* **Exercício**
Reproduza sem nenhuma alteração todas as linhas dos registros abaixo. Deixe as imagens fora da resposta.

┌─ Registros a processar

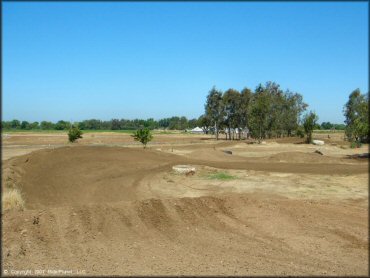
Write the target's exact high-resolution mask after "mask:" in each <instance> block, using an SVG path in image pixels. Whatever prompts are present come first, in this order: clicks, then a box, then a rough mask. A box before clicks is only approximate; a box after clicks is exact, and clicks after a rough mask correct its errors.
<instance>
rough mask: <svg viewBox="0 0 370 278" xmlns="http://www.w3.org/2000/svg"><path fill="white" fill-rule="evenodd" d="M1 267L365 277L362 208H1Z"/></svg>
mask: <svg viewBox="0 0 370 278" xmlns="http://www.w3.org/2000/svg"><path fill="white" fill-rule="evenodd" d="M3 221H4V226H3V232H4V237H3V248H2V251H3V258H4V269H48V268H52V269H71V270H73V271H77V270H85V271H86V273H87V274H90V275H93V274H100V275H107V274H110V275H114V274H118V275H267V274H269V275H302V274H305V275H324V274H327V275H367V273H368V266H367V261H368V256H367V254H368V252H367V247H368V242H367V228H368V227H367V209H366V206H364V207H362V208H358V207H357V206H356V204H355V203H354V202H347V203H342V204H341V205H338V204H335V203H331V202H315V201H303V202H302V201H297V200H289V199H285V198H276V197H273V198H270V197H269V196H264V195H257V194H249V195H238V196H234V197H233V196H228V197H226V196H225V197H200V198H180V199H178V198H175V199H166V200H160V199H148V200H142V201H135V202H121V203H116V204H111V205H109V204H103V205H89V206H73V207H59V208H52V209H48V210H27V211H25V212H24V213H23V214H19V213H8V214H6V215H5V216H4V218H3Z"/></svg>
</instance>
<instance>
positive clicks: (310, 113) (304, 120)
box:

└─

* **Resposta do exercício**
Write the target's exact high-resolution mask after "mask:" in each <instance> block, using an SVG path in image pixels. Whatever prompts are present come first, in this order: clicks, then a box, then a rough mask. A box before clicks is only approximate; a box after clicks is exact, and clicks after a rough mask correct its errors.
<instance>
rough mask: <svg viewBox="0 0 370 278" xmlns="http://www.w3.org/2000/svg"><path fill="white" fill-rule="evenodd" d="M1 267L365 277L362 208H1Z"/></svg>
mask: <svg viewBox="0 0 370 278" xmlns="http://www.w3.org/2000/svg"><path fill="white" fill-rule="evenodd" d="M3 221H4V226H3V232H4V237H3V248H2V251H3V258H4V269H48V268H52V269H71V270H73V271H77V270H85V271H86V273H87V274H90V275H93V274H100V275H107V274H110V275H114V274H118V275H267V274H269V275H302V274H305V275H324V274H327V275H367V273H368V266H367V261H368V256H367V254H368V252H367V247H368V242H367V228H368V227H367V209H366V206H364V207H362V208H358V207H357V206H356V204H355V203H354V202H347V203H342V204H341V205H338V204H335V203H331V202H315V201H303V202H302V201H297V200H289V199H285V198H276V197H273V198H270V197H269V196H264V195H257V194H249V195H238V196H234V197H233V196H228V197H226V196H225V197H200V198H180V199H178V198H175V199H166V200H160V199H148V200H142V201H135V202H121V203H116V204H111V205H109V204H103V205H89V206H73V207H59V208H52V209H48V210H27V211H25V212H24V213H23V214H19V213H8V214H6V215H5V216H4V218H3Z"/></svg>
</instance>
<instance>
positive clicks: (310, 113) (304, 120)
box:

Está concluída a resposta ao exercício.